** Begin Stored rows **

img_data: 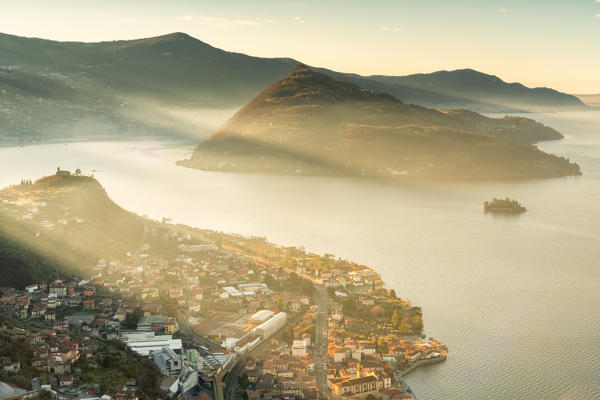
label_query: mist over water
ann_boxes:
[0,112,600,400]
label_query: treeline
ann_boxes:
[263,272,316,296]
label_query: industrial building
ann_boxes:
[253,312,287,339]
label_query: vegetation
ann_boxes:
[180,66,581,178]
[0,175,144,288]
[483,197,527,213]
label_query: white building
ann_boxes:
[121,332,183,356]
[253,312,287,339]
[250,310,275,324]
[292,340,306,357]
[148,346,183,376]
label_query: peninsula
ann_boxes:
[0,173,440,400]
[180,66,581,179]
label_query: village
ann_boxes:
[0,172,447,400]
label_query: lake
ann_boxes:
[0,112,600,400]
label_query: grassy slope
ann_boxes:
[0,176,144,287]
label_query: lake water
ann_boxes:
[0,112,600,400]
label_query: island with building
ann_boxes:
[0,170,447,400]
[483,197,527,214]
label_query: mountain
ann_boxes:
[0,33,584,143]
[0,175,146,287]
[330,69,586,112]
[576,94,600,109]
[180,66,580,178]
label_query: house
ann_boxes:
[83,299,96,310]
[59,375,74,388]
[331,375,378,400]
[50,279,67,297]
[292,340,306,357]
[333,348,346,364]
[148,346,183,376]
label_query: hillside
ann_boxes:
[576,94,600,108]
[0,175,145,287]
[180,66,580,178]
[0,33,583,144]
[360,69,585,112]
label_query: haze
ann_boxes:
[0,0,600,94]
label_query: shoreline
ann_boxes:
[398,356,448,378]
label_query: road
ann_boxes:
[315,286,330,398]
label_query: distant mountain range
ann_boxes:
[0,33,585,143]
[181,66,581,178]
[576,94,600,109]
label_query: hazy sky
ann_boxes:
[0,0,600,93]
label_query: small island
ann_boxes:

** End Stored rows **

◆ **What is being asked**:
Rewrite all the rows above, changing "white building" to "pale building" and keeping everything else the same. Leave the pictures out.

◆ **Answer to this task**:
img_data: 
label_query: mist over water
ann_boxes:
[0,112,600,400]
label_query: treeline
ann_boxes:
[263,272,316,296]
label_query: industrial building
ann_boxes:
[253,312,287,339]
label_query: vegetation
ann_boxes:
[180,66,581,178]
[0,175,144,288]
[483,197,527,213]
label_query: pale building
ann_boxes:
[121,332,183,356]
[253,312,287,339]
[250,310,275,324]
[292,340,306,357]
[148,346,183,376]
label_query: peninsula
ann_boxes:
[0,173,440,400]
[180,66,581,179]
label_query: village
ann_boxes:
[0,172,447,400]
label_query: lake
ann_boxes:
[0,112,600,400]
label_query: grassy slope
ann_boxes:
[0,176,144,287]
label_query: lake water
ann_boxes:
[0,112,600,400]
label_query: island with building
ann_boxes:
[0,170,447,400]
[483,197,527,214]
label_query: mountain
ann_boxes:
[0,33,584,143]
[0,175,146,287]
[330,69,586,112]
[576,94,600,109]
[180,66,580,178]
label_query: house
ann_boxes:
[83,299,96,310]
[59,375,74,388]
[331,375,378,400]
[50,279,67,297]
[292,340,306,357]
[333,348,346,364]
[148,346,183,376]
label_query: hillside
ann_boxes:
[576,94,600,108]
[0,175,145,287]
[180,66,580,178]
[0,33,583,144]
[360,69,585,112]
label_query: haze
ann_boxes:
[0,0,600,94]
label_query: shoreline
ann_boxes:
[398,356,448,378]
label_query: road
ann_boxes:
[315,286,330,398]
label_query: distant mountain range
ann_boxes:
[0,33,585,143]
[181,66,581,178]
[576,94,600,109]
label_query: hazy sky
ann_boxes:
[0,0,600,93]
label_query: small island
ann_boxes:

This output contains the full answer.